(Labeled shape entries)

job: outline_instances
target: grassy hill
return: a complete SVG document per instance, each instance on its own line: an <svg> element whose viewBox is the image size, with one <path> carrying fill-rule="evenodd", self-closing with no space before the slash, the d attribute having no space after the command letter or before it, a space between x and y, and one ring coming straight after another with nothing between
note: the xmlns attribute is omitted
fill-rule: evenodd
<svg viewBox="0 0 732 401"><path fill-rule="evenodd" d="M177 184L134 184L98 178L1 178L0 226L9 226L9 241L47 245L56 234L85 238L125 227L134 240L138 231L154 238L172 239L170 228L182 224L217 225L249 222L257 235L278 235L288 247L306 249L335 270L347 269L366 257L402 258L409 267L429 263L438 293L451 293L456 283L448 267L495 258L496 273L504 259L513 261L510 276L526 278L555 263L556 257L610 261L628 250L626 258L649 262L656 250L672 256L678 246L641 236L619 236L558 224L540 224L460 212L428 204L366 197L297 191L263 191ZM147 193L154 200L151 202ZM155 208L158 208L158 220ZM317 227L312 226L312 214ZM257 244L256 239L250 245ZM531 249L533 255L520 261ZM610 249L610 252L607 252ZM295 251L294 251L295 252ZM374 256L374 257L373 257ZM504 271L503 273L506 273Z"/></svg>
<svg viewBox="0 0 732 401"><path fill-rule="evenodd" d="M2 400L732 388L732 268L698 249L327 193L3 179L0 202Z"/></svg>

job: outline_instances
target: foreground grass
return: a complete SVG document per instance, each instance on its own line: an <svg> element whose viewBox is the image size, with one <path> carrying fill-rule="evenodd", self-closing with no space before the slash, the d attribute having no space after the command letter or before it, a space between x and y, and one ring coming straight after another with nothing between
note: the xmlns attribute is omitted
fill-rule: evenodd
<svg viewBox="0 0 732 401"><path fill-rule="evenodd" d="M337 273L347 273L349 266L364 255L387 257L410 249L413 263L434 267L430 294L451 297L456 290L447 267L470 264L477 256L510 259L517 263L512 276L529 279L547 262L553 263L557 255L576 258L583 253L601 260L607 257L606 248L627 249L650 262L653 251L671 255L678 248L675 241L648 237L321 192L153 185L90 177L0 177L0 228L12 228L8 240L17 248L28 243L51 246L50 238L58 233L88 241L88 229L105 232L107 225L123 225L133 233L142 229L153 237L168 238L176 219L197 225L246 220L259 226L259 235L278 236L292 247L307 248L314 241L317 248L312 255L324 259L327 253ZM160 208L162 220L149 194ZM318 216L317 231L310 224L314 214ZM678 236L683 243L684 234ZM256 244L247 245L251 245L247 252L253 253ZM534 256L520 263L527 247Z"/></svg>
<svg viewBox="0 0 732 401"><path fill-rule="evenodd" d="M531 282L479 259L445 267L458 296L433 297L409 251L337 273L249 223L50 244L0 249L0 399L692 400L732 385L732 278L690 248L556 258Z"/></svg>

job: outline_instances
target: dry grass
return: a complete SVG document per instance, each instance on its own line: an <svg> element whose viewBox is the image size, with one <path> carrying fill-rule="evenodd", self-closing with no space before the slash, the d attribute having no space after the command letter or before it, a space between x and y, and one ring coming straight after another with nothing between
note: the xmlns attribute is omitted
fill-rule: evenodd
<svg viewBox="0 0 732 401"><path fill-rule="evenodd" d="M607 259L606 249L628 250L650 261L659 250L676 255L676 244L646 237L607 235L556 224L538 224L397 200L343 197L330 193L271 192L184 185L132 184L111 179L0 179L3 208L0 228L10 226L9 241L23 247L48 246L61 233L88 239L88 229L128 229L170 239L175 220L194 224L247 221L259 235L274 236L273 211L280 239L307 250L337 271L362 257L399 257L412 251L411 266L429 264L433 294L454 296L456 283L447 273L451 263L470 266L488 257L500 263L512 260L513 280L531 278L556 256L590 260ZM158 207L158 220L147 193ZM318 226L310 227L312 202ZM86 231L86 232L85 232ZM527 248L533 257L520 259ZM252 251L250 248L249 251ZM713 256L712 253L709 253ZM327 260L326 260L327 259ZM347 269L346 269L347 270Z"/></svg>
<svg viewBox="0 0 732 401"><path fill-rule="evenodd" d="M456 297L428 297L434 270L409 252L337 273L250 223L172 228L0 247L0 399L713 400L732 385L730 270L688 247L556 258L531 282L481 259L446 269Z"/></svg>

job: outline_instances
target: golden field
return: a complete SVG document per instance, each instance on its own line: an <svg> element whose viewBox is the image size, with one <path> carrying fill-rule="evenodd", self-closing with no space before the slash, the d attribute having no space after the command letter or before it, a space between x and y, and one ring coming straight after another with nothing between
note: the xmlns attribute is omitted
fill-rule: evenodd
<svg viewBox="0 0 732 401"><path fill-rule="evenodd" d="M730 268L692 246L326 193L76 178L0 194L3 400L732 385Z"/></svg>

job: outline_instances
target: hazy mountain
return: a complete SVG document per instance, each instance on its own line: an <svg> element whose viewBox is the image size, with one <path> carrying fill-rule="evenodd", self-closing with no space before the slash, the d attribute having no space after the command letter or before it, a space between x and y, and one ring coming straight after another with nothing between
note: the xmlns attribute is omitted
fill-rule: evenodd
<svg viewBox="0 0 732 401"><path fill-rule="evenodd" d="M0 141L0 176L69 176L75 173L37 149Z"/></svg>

» **EXERCISE**
Update the entries by replacing every "omitted" with "left out", leaving everything else unchanged.

» **IN RESPONSE**
job: outline_instances
target: grassy hill
return: a complete SVG document per instance, each instance on its own line: an <svg> element whose viewBox is the image size, with one <path> carrying fill-rule="evenodd", self-closing with no space before the slash, the d attribute having no space after the command letter or before it, a space between x and y, and one ring coming straight after another with nothing between
note: the xmlns attribute is left out
fill-rule: evenodd
<svg viewBox="0 0 732 401"><path fill-rule="evenodd" d="M177 184L134 184L98 178L1 178L0 226L9 226L9 241L47 245L56 234L85 238L125 227L134 240L138 231L154 238L172 239L170 228L182 224L217 225L249 222L257 235L278 235L288 247L306 249L335 270L347 269L366 257L402 258L409 267L429 263L438 293L451 293L456 283L448 267L495 258L496 273L504 259L513 261L510 276L526 278L555 263L556 257L610 261L628 250L626 258L649 262L656 250L672 256L678 246L641 236L619 236L558 224L540 224L460 212L428 204L366 197L297 191L263 191ZM147 193L154 200L151 202ZM155 208L158 208L158 220ZM317 227L312 226L312 214ZM257 244L256 239L250 245ZM531 249L533 255L520 261ZM610 249L610 252L607 252ZM295 251L294 251L295 252ZM374 256L374 257L373 257ZM504 271L503 273L506 273Z"/></svg>
<svg viewBox="0 0 732 401"><path fill-rule="evenodd" d="M2 400L732 388L732 268L698 249L327 193L3 179L0 202Z"/></svg>

job: outline_instances
target: foreground grass
return: a complete SVG document per instance, each instance on its own line: an <svg> element whose viewBox is the image size, with one <path> carrying fill-rule="evenodd", self-closing with no space before the slash, the d attribute having no space after the command letter or before it, a space between x and y, and one ring coming straight after another with nothing between
note: the xmlns attribute is left out
fill-rule: evenodd
<svg viewBox="0 0 732 401"><path fill-rule="evenodd" d="M337 273L347 273L349 266L364 255L387 257L410 249L413 263L434 267L430 294L451 297L456 290L447 267L470 264L477 256L510 259L517 263L512 276L529 279L547 262L553 263L557 255L576 258L583 253L601 260L607 257L606 248L627 249L650 262L653 251L671 255L678 248L675 241L648 237L321 192L153 185L90 177L0 177L0 228L12 228L8 240L17 248L28 243L51 246L50 238L58 233L88 241L88 229L105 232L107 225L123 225L133 233L142 229L153 237L168 238L176 219L197 225L246 220L259 226L259 235L278 236L292 247L307 248L314 241L317 248L312 255L324 259L327 253ZM160 208L162 220L149 194ZM318 216L317 231L310 224L314 214ZM678 236L683 243L684 234ZM256 244L247 245L251 245L247 252L253 253ZM534 256L520 263L527 247Z"/></svg>
<svg viewBox="0 0 732 401"><path fill-rule="evenodd" d="M531 282L479 259L445 267L458 296L433 297L409 251L337 273L249 223L50 244L0 249L0 399L692 400L732 385L732 278L690 248L556 258Z"/></svg>

job: outline_instances
target: dry grass
return: a complete SVG document per instance, each instance on its own line: an <svg> element whose viewBox is the image size, with one <path> carrying fill-rule="evenodd", self-closing with no space before the slash, the d attribute having no space after the command letter or before it, a space between x and y, and one ring coming straight after another with nothing between
note: the xmlns attribute is left out
fill-rule: evenodd
<svg viewBox="0 0 732 401"><path fill-rule="evenodd" d="M607 259L606 249L628 250L650 261L659 250L676 255L676 244L646 237L607 235L556 224L538 224L397 200L343 197L330 193L271 192L184 185L132 184L111 179L0 179L3 208L0 228L10 226L9 241L23 247L48 246L61 233L88 239L88 229L128 229L170 239L175 220L194 224L247 221L259 235L274 236L273 211L280 239L307 250L337 271L362 257L399 257L412 251L411 266L429 264L433 294L454 296L456 283L447 273L451 263L470 266L488 257L500 263L512 260L513 280L531 278L556 256L590 260ZM158 207L158 220L147 193ZM318 226L310 227L312 202ZM86 231L86 232L85 232ZM527 248L533 257L520 259ZM252 251L250 248L249 251ZM713 256L712 253L709 253ZM327 260L326 260L327 259ZM347 269L346 269L347 270Z"/></svg>
<svg viewBox="0 0 732 401"><path fill-rule="evenodd" d="M456 297L428 297L434 270L409 252L337 273L250 223L172 228L0 247L0 399L713 400L732 385L730 270L688 247L556 258L531 282L481 259L446 269Z"/></svg>

job: outline_instances
target: golden field
return: a complete SVG document per instance, each instance on its own line: an <svg> element whose viewBox is the image size, with one <path> carrying fill-rule="evenodd", self-closing with no space before the slash, the d attribute having no space after the command letter or before it, a space between x and y, and one ring coming straight after another with nothing between
note: the xmlns attribute is left out
fill-rule: evenodd
<svg viewBox="0 0 732 401"><path fill-rule="evenodd" d="M730 268L692 246L326 193L76 178L0 194L3 400L732 385Z"/></svg>

job: outline_instances
target: hazy mountain
return: a complete SVG document per instance, each instance on its own line: an <svg> element whose viewBox is the image size, with one <path> carrying fill-rule="evenodd", self-closing with no space before the slash, the d attribute having no space after the command letter or before it, a space between x and y, and one ring coming straight after another with nothing between
note: the xmlns attribute is left out
fill-rule: evenodd
<svg viewBox="0 0 732 401"><path fill-rule="evenodd" d="M0 141L0 176L69 176L75 173L37 149Z"/></svg>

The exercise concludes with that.